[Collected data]

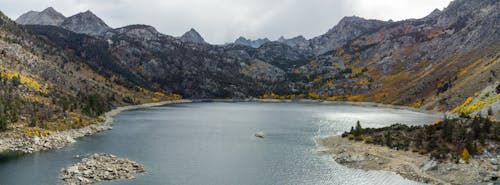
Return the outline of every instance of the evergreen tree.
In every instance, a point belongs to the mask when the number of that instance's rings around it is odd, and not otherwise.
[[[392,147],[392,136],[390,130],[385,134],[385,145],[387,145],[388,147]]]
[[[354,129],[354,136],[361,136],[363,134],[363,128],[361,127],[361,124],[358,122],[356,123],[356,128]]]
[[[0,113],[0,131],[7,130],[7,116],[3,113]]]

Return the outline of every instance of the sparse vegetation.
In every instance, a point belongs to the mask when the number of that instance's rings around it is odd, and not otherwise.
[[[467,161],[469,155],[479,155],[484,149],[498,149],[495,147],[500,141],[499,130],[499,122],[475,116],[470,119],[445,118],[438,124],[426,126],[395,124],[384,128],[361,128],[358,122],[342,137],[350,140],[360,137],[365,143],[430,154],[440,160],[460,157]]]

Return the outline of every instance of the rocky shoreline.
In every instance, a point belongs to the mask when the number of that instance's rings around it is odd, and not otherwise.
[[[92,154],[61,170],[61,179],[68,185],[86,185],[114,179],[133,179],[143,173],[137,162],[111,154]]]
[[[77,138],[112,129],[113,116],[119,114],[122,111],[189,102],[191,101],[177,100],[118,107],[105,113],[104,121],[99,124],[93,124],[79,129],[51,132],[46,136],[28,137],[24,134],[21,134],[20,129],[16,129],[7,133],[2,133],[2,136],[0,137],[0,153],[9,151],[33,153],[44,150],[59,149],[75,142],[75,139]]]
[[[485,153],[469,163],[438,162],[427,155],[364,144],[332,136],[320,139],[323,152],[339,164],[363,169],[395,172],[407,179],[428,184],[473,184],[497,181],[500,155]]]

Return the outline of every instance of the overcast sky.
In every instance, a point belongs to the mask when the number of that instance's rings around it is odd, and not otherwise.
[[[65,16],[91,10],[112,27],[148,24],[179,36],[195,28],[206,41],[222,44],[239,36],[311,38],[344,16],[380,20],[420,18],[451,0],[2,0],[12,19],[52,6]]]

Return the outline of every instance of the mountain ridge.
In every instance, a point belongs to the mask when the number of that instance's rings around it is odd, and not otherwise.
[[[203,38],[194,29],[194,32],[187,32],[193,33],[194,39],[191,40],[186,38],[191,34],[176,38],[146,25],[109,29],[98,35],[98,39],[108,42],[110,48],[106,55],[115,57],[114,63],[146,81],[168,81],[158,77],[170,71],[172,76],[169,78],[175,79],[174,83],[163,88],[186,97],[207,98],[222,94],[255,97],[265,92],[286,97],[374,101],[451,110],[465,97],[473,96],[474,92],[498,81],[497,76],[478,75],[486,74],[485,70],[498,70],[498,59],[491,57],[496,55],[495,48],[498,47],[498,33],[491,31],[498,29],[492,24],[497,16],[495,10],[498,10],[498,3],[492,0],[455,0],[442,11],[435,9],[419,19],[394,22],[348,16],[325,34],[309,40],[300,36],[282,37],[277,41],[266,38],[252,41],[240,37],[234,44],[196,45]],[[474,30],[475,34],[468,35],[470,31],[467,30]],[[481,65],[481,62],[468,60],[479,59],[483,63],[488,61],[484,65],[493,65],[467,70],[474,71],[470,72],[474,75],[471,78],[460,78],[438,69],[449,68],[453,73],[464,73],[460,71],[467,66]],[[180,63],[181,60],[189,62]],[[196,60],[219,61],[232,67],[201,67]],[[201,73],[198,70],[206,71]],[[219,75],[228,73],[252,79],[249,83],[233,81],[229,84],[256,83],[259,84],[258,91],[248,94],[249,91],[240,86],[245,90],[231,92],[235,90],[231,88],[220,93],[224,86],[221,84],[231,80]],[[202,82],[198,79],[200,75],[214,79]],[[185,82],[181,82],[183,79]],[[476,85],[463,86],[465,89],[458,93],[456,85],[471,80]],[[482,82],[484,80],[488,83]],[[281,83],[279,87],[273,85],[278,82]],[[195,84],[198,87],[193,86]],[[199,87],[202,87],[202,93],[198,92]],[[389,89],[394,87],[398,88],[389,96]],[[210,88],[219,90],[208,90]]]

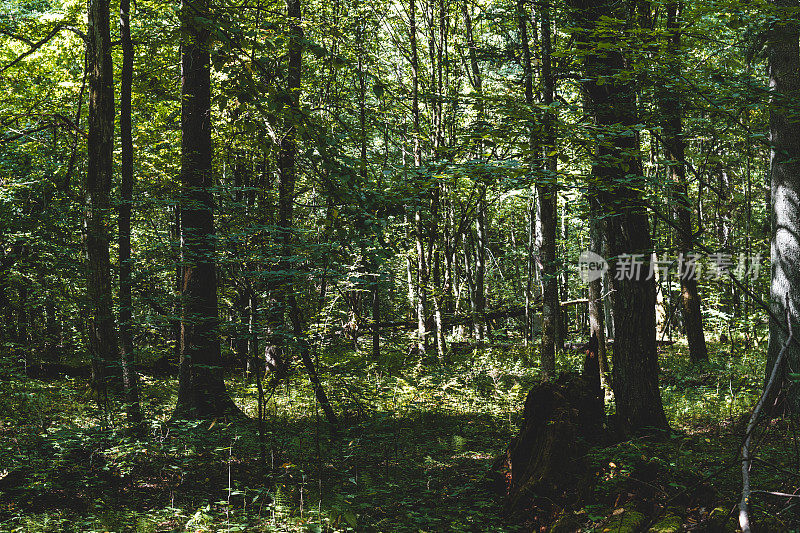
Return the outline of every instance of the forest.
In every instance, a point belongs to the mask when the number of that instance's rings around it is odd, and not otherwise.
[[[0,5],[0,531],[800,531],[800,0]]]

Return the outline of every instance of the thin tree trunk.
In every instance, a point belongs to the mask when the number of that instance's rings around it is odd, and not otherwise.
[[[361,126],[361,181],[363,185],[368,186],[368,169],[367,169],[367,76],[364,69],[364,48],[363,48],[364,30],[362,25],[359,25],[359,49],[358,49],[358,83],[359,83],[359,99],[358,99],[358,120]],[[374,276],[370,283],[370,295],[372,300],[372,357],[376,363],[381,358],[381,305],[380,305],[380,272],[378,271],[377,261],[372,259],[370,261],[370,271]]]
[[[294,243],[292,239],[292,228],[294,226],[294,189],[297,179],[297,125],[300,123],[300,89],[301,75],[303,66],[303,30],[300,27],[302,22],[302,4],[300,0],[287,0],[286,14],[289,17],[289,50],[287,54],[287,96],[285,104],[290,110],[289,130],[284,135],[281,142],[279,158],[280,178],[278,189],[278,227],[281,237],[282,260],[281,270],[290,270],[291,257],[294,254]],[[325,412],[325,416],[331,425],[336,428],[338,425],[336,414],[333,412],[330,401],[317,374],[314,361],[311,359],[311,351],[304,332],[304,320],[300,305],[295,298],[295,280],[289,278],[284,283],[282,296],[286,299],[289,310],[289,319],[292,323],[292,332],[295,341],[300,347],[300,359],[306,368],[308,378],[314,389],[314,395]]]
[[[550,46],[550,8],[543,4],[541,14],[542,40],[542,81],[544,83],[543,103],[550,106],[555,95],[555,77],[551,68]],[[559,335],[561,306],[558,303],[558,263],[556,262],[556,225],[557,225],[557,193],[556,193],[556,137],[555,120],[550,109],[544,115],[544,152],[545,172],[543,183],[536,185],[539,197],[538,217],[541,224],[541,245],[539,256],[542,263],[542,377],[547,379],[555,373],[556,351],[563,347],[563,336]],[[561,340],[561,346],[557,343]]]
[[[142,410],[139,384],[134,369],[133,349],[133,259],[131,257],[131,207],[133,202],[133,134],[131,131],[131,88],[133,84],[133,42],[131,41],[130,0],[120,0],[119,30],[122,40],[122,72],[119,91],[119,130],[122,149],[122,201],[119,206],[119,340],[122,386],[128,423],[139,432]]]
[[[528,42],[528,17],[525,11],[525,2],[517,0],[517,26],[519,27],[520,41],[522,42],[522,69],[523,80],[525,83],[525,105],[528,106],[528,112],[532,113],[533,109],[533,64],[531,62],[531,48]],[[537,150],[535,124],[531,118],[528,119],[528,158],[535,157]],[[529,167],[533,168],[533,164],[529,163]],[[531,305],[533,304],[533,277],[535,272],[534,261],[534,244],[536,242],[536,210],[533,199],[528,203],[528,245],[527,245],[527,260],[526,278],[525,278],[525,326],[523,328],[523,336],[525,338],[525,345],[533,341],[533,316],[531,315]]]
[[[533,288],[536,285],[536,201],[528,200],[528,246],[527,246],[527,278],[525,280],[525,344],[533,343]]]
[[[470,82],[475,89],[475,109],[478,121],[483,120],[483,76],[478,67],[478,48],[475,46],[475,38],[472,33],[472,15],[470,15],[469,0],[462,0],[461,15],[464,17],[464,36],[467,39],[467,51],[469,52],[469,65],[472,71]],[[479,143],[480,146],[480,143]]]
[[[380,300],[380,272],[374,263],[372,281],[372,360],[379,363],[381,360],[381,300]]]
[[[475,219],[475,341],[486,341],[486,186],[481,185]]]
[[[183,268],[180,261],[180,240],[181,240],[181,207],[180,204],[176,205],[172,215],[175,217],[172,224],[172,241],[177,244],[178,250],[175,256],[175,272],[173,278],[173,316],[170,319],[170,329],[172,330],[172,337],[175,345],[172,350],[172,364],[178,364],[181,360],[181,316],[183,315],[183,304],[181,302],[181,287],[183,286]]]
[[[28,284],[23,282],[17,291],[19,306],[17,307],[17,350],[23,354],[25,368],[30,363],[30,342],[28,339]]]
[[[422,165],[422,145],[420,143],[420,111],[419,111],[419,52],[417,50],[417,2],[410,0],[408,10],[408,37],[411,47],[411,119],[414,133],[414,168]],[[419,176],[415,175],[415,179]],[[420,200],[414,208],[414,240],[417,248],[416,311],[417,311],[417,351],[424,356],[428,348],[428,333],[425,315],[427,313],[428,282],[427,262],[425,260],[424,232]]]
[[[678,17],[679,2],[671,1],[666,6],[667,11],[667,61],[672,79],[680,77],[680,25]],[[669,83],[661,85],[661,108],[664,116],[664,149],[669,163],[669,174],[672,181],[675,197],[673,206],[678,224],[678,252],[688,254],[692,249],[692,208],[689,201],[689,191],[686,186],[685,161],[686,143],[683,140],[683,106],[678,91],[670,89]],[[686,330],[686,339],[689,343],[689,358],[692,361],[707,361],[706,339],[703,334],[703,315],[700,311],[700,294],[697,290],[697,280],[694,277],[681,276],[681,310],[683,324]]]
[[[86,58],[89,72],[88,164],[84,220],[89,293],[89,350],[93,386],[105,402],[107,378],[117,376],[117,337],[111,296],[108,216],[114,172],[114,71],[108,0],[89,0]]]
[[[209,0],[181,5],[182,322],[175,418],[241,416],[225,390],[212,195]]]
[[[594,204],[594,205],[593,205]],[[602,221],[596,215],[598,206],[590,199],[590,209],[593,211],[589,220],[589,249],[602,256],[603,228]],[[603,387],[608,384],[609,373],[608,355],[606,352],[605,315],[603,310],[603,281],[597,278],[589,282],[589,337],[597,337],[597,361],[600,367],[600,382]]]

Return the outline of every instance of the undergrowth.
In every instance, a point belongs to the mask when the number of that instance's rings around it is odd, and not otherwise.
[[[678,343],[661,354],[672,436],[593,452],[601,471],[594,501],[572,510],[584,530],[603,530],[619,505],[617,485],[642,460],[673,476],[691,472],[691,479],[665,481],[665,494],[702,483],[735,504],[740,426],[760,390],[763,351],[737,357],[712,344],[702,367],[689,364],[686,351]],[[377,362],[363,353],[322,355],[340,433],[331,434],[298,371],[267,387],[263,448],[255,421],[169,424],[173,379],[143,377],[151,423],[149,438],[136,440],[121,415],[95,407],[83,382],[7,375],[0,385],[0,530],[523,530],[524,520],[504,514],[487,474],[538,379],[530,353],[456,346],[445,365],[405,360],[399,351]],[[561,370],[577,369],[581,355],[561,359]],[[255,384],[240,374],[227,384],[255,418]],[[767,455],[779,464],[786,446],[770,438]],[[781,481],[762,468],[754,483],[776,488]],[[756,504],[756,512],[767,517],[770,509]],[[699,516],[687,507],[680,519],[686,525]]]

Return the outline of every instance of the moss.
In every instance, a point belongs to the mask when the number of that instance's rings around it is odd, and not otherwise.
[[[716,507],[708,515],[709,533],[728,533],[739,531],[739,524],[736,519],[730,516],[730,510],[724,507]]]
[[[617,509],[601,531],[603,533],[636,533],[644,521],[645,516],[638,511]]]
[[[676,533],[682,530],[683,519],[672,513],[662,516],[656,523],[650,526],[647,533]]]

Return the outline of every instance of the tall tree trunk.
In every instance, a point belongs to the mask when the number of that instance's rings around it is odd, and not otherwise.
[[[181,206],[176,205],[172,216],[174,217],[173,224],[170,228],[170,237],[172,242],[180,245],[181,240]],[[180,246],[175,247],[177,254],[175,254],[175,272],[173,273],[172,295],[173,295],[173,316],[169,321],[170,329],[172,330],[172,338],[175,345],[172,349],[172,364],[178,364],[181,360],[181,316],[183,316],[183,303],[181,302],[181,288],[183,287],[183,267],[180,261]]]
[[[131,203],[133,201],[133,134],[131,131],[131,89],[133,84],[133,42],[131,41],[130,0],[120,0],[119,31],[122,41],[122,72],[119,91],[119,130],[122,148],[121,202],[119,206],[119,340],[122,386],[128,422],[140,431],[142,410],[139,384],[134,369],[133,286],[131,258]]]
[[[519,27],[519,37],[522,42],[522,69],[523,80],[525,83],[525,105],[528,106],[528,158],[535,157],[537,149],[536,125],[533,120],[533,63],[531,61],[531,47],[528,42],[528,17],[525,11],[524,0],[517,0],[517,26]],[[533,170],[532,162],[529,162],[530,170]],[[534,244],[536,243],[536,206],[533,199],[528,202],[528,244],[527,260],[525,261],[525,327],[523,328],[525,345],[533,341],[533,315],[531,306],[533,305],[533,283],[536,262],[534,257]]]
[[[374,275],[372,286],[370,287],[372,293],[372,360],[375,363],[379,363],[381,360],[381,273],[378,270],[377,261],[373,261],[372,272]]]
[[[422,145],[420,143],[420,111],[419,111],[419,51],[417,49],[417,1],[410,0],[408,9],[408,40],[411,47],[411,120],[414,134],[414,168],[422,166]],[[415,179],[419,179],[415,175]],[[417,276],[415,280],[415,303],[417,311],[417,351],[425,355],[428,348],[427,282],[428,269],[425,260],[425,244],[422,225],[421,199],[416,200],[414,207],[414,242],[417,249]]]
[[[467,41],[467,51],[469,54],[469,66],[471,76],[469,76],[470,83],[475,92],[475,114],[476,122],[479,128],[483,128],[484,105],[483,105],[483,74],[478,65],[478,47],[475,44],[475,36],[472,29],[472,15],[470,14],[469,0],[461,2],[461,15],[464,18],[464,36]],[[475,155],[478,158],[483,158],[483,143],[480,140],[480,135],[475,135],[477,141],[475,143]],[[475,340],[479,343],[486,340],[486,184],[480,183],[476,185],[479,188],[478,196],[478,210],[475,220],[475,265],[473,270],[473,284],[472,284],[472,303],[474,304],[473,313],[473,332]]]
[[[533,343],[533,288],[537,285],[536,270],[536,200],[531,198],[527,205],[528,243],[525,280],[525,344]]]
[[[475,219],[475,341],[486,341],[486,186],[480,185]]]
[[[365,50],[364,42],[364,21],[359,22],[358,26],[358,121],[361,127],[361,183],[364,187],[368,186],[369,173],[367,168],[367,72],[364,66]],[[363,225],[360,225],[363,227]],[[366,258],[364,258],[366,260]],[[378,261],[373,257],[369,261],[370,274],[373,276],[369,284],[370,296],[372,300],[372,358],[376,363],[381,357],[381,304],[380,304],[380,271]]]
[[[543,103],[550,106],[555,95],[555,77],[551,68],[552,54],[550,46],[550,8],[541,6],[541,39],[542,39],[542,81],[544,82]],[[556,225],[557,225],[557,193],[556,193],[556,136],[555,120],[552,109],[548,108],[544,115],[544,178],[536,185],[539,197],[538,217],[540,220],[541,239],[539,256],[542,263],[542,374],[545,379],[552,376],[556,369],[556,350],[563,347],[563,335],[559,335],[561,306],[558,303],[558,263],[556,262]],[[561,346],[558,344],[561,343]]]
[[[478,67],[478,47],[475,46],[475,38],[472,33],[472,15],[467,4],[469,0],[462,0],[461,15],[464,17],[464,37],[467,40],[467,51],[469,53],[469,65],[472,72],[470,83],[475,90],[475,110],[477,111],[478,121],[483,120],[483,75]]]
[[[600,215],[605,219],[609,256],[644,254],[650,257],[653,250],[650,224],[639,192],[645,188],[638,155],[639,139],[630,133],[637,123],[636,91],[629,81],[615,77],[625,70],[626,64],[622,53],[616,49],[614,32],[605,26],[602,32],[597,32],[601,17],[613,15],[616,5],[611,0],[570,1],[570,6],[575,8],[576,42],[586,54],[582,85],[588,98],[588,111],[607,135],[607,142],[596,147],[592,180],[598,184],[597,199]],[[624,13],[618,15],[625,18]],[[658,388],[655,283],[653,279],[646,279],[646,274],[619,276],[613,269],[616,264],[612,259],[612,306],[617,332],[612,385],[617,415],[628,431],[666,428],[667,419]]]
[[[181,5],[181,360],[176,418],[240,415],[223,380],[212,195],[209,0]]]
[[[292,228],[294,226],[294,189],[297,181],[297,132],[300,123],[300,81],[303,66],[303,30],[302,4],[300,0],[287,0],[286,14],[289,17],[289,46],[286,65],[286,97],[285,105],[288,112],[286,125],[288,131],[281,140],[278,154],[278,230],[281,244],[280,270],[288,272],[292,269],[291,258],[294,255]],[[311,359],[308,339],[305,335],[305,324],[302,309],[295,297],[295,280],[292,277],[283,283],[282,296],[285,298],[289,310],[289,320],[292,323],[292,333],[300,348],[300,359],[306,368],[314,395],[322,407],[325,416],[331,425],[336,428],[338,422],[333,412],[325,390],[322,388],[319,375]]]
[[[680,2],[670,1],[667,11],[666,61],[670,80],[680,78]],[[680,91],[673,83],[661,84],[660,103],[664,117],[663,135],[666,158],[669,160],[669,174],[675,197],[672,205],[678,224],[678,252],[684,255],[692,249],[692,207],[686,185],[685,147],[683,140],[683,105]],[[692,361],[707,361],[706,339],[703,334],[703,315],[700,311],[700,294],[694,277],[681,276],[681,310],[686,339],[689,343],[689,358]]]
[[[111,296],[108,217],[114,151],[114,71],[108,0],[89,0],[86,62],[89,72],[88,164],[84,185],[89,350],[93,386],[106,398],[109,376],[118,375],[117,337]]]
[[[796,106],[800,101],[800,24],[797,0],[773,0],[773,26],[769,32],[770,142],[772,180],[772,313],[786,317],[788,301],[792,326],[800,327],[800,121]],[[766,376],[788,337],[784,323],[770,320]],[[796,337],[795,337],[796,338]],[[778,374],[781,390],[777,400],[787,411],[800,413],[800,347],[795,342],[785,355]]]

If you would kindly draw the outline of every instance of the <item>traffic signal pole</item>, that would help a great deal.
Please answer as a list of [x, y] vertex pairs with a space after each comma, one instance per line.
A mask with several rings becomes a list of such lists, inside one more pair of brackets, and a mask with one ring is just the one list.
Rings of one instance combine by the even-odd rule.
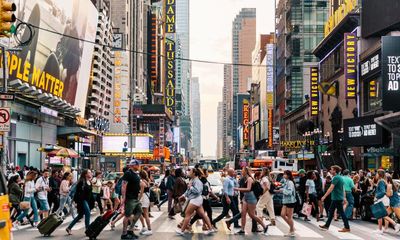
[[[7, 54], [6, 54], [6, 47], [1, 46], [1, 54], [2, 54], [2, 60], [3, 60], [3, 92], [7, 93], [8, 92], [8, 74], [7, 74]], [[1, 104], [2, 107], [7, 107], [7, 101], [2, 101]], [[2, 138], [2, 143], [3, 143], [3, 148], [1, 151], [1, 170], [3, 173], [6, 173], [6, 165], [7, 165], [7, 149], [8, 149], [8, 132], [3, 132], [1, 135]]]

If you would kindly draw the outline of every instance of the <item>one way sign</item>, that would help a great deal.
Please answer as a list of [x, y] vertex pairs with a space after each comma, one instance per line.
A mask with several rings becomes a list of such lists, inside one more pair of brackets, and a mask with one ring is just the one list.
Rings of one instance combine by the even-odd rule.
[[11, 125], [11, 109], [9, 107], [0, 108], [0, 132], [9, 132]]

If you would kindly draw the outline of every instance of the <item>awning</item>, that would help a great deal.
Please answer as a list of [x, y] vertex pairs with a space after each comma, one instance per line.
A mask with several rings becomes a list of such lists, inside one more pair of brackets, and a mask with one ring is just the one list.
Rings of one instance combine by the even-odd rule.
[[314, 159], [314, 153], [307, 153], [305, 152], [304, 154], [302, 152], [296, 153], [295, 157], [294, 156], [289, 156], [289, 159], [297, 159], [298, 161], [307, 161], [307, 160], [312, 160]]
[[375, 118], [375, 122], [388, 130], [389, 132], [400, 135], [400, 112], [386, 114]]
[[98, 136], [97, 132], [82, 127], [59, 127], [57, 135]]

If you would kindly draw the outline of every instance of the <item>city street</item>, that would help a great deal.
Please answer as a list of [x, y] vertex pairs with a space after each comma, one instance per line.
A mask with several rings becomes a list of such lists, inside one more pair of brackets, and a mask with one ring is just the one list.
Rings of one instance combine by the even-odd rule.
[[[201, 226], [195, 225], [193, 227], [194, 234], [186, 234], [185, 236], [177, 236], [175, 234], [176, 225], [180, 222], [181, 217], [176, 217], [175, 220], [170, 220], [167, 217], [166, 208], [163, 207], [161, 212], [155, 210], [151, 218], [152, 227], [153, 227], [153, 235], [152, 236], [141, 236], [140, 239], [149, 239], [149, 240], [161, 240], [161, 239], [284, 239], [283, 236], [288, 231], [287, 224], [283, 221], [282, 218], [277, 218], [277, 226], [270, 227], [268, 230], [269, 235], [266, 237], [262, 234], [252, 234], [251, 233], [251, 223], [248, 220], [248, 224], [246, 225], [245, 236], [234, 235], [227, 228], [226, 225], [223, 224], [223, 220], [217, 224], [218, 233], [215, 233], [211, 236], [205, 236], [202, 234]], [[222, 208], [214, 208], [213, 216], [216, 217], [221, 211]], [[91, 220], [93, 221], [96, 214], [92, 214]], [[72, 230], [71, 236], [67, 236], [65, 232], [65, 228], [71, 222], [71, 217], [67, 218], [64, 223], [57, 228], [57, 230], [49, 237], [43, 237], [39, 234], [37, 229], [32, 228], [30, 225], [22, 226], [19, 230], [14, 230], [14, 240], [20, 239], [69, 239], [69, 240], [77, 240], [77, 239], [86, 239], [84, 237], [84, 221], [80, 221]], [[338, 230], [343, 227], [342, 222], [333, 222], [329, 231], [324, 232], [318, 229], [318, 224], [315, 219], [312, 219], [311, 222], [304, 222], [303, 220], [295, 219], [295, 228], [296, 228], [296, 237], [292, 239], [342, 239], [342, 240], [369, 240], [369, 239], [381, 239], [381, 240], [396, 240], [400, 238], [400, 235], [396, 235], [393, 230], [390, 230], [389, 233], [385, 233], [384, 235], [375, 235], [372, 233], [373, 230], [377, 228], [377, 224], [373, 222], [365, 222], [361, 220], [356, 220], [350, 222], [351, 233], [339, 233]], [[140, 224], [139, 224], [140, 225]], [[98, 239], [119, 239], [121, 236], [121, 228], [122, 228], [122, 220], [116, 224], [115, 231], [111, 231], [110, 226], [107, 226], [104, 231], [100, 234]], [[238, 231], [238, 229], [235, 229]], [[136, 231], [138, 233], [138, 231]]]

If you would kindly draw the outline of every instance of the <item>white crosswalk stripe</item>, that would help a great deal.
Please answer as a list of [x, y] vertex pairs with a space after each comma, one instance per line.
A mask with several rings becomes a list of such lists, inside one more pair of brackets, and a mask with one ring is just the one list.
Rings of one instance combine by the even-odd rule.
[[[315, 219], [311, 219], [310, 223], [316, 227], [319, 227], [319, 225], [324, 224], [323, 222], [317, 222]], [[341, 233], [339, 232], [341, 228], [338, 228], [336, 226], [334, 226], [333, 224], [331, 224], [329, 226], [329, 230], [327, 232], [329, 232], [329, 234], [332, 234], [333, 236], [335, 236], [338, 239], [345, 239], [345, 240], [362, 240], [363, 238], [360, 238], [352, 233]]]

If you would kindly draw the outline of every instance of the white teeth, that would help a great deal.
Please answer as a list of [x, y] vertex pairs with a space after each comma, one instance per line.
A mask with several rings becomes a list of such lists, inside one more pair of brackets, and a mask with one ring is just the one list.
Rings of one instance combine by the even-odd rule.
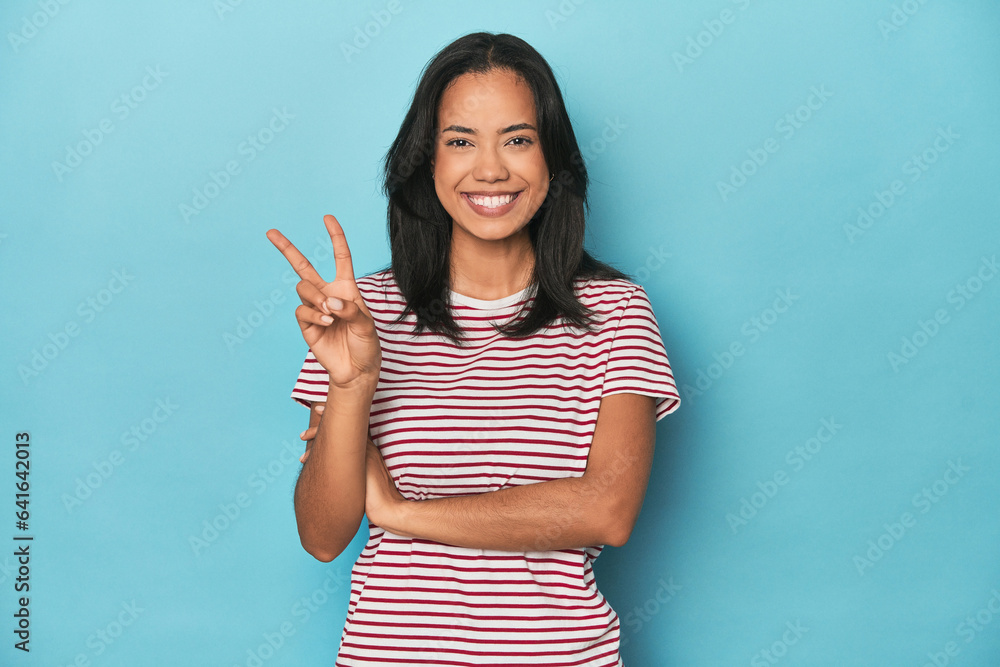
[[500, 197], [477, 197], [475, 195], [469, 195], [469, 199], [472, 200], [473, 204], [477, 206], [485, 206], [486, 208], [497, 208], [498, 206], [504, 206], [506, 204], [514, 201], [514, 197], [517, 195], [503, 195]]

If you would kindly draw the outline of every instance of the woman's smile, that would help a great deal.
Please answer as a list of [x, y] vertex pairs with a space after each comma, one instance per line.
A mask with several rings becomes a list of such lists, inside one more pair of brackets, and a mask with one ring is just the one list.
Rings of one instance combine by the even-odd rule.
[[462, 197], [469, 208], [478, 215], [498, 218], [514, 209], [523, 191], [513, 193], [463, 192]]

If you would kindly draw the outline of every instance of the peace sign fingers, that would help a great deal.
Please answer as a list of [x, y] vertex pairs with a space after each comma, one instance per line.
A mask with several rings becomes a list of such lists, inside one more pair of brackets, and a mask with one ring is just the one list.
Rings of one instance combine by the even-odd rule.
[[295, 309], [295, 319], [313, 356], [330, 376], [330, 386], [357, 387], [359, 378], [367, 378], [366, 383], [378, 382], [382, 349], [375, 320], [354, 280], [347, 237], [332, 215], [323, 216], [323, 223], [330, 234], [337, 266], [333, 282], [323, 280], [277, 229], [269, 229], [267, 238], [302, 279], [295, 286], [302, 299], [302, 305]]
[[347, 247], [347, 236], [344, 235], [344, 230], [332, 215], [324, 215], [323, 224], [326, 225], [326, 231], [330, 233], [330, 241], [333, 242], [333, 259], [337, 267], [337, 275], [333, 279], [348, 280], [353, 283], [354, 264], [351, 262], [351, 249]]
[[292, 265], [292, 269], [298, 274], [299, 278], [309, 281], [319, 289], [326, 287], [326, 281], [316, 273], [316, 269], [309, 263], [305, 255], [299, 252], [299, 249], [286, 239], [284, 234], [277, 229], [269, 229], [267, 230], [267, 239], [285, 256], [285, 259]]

§ **REQUIRED WORK**
What you give back must be the stretch above, starting at the line with "Return the outline of every instance of the overcast" and ending at the line with "Return the outline of every instance of the mountain", copied exactly.

§ **WRITTEN SOLUTION**
Return the outline of every instance of the overcast sky.
In every instance, a point belongs to the mask when the number of that instance's rings around it is odd, and not otherwise.
[[[65,16],[91,10],[112,27],[148,24],[179,36],[195,28],[206,41],[222,44],[239,36],[311,38],[344,16],[380,20],[420,18],[451,0],[2,0],[12,19],[52,6]]]

Return the outline of every instance of the mountain ridge.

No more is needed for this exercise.